DEINE AUFGABE
Fasse im Interview zu Ost-Aleppo den Absatz, der mit „Helberg: Es ist ein ganz schwerer Verlust“ beginnt, als Stichpunktliste zusammen. Die wesentlichen Fakten müssen erhalten bleiben.

QUELLTEXT
Helberg: Alle Kriegsparteien begehen Verbrechen in Syrien. Daran besteht kein Zweifel. Ins Verhältnis gesetzt ist einfach das Assad-Regime aufgrund der eigenen Luftwaffe, aufgrund der Unterstützung, die es hat, verantwortlich für die meisten getöteten Zivilisten ganz generell. Was den Abzug und dieses Behindern von Flucht betrifft: Ich bin nicht in Ost-Aleppo. Ich kann das nicht beurteilen. Was ich feststelle ist, dass das Regime sehr geschickt auch westliche Reporter mit geflüchteten Syrern sprechen lässt in den von ihnen kontrollierten Gebieten, und da müssen wir einfach sehr skeptisch sein. Denn die Menschen versuchen gerade nur ihre Haut zu retten. Die Menschen sind verzweifelt, sie wollen überleben, und dort wo sie hingehen werden sie das sagen, was erwartet wird.
Wer in Gebieten bleibt, die wieder von Assad zurückerobert werden, muss jetzt den Kopf einziehen, nichts Kritisches sagen, und dann wird man natürlich einem westlichen Reporter das erzählen, was Assad hören möchte oder auch die Propaganda des Regimes hören möchte. Deswegen wäre ich vorsichtig, diese Äußerungen jetzt als wirklich wahr anzusehen. Aber es mag durchaus passiert sein. Bestimmt gibt es Regionen, wo die Rebellen vielleicht das verhindern wollten. Das weiß ich nicht, weil ich nicht vor Ort bin. Aber ich bin grundsätzlich skeptisch, denn wir wissen, wie sehr effektiv und sehr klug das Regime auch die eigene Propaganda nutzt und auch westliche Reporter in diesem Sinne beeinflusst.
Assads Strategie des "ergebt euch oder sterbt"
Zagatta: Was bedeutet denn der jetzt absehbare Fall von Ost-Aleppo? Ist das ein symbolischer Sieg des Regimes, oder ist das irgendwie auch kriegsentscheidend?
Helberg: Es ist ein ganz schwerer Verlust, politisch für die Opposition, militärisch für die Rebellen. Wir dürfen nicht vergessen, dass ja Ost-Aleppo auch zivil von einer oppositionellen, von einem Stadtrat regiert wurde. Alle die Menschen, die dort dieses Gebiet regiert haben, müssen jetzt fliehen, müssen in den Untergrund gehen, müssen sich retten. Denn es ist mit Verhaftungswellen zu rechnen. Die Rebellen müssen ihre Strategie ändern. Sie sehen, dass sie kein Territorium halten können angesichts der militärischen Übermacht. Auf der anderen Seite: Sie werden womöglich sich darauf verlegen, Anschläge zu begehen. Sie können nicht weitere Gebiete unbedingt halten. Die Kämpfe werden sich konzentrieren auf die Provinz Idlib. Dort wird Assad genau das gleiche versuchen, also einkesseln, Dauerbombardieren, Infrastruktur zerstören, aushungern. Das ist das, was bisher zu seinem Erfolg geführt hat.

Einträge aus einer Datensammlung
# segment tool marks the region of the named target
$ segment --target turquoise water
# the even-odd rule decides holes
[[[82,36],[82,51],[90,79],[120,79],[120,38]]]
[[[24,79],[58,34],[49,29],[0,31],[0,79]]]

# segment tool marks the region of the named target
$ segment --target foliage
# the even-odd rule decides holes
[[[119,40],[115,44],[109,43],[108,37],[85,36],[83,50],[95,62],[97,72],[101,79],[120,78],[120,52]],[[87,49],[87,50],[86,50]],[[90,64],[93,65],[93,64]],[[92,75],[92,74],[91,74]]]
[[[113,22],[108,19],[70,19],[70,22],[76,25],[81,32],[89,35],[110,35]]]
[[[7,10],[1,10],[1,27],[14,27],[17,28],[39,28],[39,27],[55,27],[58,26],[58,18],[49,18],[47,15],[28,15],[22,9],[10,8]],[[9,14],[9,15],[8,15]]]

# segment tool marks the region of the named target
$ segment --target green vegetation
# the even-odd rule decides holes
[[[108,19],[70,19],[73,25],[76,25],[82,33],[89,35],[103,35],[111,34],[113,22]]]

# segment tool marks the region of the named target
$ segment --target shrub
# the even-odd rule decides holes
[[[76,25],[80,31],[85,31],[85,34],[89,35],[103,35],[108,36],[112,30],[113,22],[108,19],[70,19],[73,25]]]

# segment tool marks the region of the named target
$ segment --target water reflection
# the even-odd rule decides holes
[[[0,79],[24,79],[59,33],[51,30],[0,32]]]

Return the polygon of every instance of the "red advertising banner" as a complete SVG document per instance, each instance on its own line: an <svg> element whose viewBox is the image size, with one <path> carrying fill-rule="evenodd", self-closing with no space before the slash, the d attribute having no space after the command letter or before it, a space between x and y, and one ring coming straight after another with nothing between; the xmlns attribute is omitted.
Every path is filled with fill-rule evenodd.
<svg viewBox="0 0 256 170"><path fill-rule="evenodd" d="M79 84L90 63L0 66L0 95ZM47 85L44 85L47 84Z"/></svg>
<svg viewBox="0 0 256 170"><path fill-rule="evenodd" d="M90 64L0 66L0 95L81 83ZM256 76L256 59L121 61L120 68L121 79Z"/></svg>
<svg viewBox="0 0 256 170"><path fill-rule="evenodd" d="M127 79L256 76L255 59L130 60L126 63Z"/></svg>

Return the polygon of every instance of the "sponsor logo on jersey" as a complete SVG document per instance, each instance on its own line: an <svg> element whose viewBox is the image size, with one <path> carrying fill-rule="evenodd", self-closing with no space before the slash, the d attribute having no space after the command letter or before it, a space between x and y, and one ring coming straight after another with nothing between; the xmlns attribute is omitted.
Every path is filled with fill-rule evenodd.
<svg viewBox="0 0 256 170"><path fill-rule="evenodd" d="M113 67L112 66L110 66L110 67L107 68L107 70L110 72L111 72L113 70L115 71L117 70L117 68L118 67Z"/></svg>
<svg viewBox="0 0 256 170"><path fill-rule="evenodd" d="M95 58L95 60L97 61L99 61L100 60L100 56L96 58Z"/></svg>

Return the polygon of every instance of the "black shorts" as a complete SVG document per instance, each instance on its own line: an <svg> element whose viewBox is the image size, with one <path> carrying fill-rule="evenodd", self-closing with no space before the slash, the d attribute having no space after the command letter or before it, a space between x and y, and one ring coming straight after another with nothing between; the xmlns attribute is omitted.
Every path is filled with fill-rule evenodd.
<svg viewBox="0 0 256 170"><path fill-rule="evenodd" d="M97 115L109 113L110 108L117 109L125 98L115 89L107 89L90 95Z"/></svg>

GELÖSTE AUFGABE
- Der Fall Ost-Aleppos ist ein schwerer Verlust, politisch für die Opposition und militärisch für die Rebellen.
- Ost-Aleppo wurde zivil von einem oppositionellen Stadtrat regiert. Alle, die das Gebiet regiert haben, müssen wegen erwarteter Verhaftungswellen fliehen oder in den Untergrund gehen.
- Die Rebellen müssen ihre Strategie ändern, da sie angesichts der militärischen Übermacht kein Territorium halten können. Womöglich verlegen sie sich auf Anschläge.
- Die Kämpfe werden sich auf die Provinz Idlib konzentrieren. Dort wird Assad dasselbe versuchen: einkesseln, dauerbombardieren, Infrastruktur zerstören, aushungern. Diese Vorgehensweise hat bisher zu seinem Erfolg geführt.